PASSAGE PROVIDED ::
++++
Right off the mark the trail started steep and continued with unrelenting steep for the next five hours until we reached our camp an hour from the top of Acatenango. The itinerary was to hike up the last hour to the cone at 4 AM the next morning. We also had the option to pay extra and continue on right then for a closer look at Fuego. It meant climbing straight down the other side of Acatenango and straight up Fuego. Vincente told us it would be five more hard hours. Gord was physically finished and didn’t think he had it in him but, like me, he also wanted to see what we came to see. So he gathered his resolve and abounding grit, picked up his poles and we rallied forth. It was 3 PM at that point.

On the the narrow, steep, winding trail of loose volcanic scree climbing up Fuego all I could think was, how in the hell are we going to get back down this trail in the dark. We had headlights, but still.

These volcano excursions are a big business here. It’s a pretty unique experience and there were lots of people on the mountain (I’m sure there were some our age but we didn’t see any). We had periodically heard booming and seen belches of smoke and ash, but when we finally clawed our way over the lip of the lower ridge line, we could see Fuego in all its power and beauty.
++++
RECORD LIST ::
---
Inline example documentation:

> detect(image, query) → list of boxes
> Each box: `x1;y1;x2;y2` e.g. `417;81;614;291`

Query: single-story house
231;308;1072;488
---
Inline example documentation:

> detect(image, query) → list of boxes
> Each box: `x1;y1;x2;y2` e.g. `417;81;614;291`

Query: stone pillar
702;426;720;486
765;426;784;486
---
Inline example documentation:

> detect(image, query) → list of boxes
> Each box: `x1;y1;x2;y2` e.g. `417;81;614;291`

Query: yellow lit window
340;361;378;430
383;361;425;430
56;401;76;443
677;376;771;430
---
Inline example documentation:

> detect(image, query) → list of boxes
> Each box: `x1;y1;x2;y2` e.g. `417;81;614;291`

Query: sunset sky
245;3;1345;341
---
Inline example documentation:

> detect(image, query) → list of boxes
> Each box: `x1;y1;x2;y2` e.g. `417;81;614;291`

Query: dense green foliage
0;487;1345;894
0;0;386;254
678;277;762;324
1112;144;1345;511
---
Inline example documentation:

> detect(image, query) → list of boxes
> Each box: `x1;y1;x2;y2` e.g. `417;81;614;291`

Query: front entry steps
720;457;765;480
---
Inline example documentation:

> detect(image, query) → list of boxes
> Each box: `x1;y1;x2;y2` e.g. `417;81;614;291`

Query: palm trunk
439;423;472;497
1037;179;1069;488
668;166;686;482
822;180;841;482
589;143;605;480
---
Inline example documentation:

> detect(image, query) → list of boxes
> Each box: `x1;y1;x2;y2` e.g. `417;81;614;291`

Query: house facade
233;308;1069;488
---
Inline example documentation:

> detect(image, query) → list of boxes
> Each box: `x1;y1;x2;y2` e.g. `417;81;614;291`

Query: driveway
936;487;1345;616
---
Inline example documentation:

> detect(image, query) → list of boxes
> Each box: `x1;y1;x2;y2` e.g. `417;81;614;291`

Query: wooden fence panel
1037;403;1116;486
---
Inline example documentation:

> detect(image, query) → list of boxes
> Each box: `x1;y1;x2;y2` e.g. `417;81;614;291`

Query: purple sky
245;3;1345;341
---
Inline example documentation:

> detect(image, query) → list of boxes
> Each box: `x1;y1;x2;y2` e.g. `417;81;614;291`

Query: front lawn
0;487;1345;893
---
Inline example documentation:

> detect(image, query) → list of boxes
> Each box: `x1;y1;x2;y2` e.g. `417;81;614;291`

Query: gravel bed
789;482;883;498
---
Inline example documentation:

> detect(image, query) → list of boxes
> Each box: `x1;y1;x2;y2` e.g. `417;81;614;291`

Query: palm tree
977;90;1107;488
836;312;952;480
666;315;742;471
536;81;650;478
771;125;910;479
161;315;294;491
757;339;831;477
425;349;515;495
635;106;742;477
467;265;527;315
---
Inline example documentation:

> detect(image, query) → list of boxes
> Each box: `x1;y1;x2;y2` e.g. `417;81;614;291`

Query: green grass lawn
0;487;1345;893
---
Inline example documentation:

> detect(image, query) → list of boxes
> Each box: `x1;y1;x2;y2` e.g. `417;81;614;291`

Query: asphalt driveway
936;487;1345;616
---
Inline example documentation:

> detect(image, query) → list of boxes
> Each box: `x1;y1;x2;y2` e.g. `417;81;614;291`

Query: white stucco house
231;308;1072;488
++++
YOUR OBJECTIVE :: Rewrite the volcano hike passage from "These volcano excursions" up to and including "power and beauty.", substituting "volcano tours" for "volcano excursions".

OUTPUT OF THE EXERCISE ::
These volcano tours are a big business here. It’s a pretty unique experience and there were lots of people on the mountain (I’m sure there were some our age but we didn’t see any). We had periodically heard booming and seen belches of smoke and ash, but when we finally clawed our way over the lip of the lower ridge line, we could see Fuego in all its power and beauty.